PASSAGE PROVIDED -

┌──

When should my child's foreskin retract?

Escrito por: Miss Marie-Klaire Farrugia
Publicado: | Actualizado: 02/12/2024
Editado por: Jay Staniland

Management of your child’s foreskin can often cause anxiety. Why doesn’t it retract? What age should it retract? Is it normal for my child to feel soreness? Don’t worry any longer, consultant paediatric urologist, Miss Marie-Klaire Farrugia is on hand to answer your questions.

 

What age does the foreskin retract?

 

A baby’s foreskin is initially adherent to the head, or glans, of the penis. It stays this way in more than 50% of children until at least the age of two, but often much later. In fact, a large cohort study in Denmark found that the average age of foreskin retraction was 10.4 years. Before the foreskin first retracts, the opening may look small and tight. As long as there are no restrictions to your child’s weeing, and no infections, there is no need to intervene medically or surgically.

 

Problems with the foreskin

 

As the foreskin begins to retract, there may be some soreness or discomfort, but this will usually go away after a day or two. If the symptoms last for longer than this, or if your child experiences swelling, infection ('balanitis') or a white scarring at the tip of the penis, a rare condition called balanitis xerotic obliterans (BXO), then it is a good idea to see a specialist paediatric urologist.

└──

BRIEF A - According to the passage on foreskin retraction, what was the average age of retraction found by the large cohort study in Denmark?
BRIEF B - Pick up the passage on foreskin retraction after its final sentence and carry it forward.

[Entries taken from a collection]
┌──

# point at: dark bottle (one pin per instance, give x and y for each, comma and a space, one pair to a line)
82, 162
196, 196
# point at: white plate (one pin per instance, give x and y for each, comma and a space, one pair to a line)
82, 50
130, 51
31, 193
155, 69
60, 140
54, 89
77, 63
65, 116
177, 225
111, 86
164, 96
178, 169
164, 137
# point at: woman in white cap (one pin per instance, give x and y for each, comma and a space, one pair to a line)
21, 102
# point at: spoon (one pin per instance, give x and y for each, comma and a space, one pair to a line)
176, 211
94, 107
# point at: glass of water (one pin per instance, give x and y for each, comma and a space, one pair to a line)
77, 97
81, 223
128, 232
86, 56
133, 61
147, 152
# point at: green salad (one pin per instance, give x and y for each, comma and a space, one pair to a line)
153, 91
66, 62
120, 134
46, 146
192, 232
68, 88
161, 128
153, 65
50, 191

└──
┌──

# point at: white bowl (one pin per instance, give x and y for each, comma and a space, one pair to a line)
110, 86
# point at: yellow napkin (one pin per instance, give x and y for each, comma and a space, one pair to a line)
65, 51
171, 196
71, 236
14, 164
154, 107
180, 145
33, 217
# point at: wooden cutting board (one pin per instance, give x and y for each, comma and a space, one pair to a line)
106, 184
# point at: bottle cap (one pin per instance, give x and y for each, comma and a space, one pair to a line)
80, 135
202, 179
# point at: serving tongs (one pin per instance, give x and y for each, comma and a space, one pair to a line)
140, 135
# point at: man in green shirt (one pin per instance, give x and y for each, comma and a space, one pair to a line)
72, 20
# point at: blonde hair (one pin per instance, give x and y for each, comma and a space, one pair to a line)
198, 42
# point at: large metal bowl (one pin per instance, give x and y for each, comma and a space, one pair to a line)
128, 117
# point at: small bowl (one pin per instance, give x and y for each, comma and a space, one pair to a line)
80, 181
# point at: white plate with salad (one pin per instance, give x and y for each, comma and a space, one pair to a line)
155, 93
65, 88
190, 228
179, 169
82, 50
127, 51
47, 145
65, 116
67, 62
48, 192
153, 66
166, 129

└──

FINAL ANSWER A - 10.4 years.

FINAL ANSWER B -
Options would then include medical treatment (a mild steroid cream or antibiotics if acutely infected) or surgery. Surgical options include preputioplasty, where the foreskin is stretched but preserved, or circumcision.


Once the foreskin is retractile, children should be reminded to pull the foreskin back into place after retraction, to avoid it getting stuck behind the glans (paraphimosis). If this occurs, urgent treatment should be sought.

 

Circumcision

 

Some parents choose to have their sons circumcised for religious or cultural reasons. In babies up to 6 weeks of age, this may be performed under a local anaesthetic, otherwise known as a penile block, which only numbs the penis.


In older babies and children, it is safer and more comfortable for them to have a general anaesthetic. In both cases, the post-operative recovery is the same, and it is usual for the procedure to be carried out as a day-case, meaning the child will be able to leave the hospital the same day as the procedure.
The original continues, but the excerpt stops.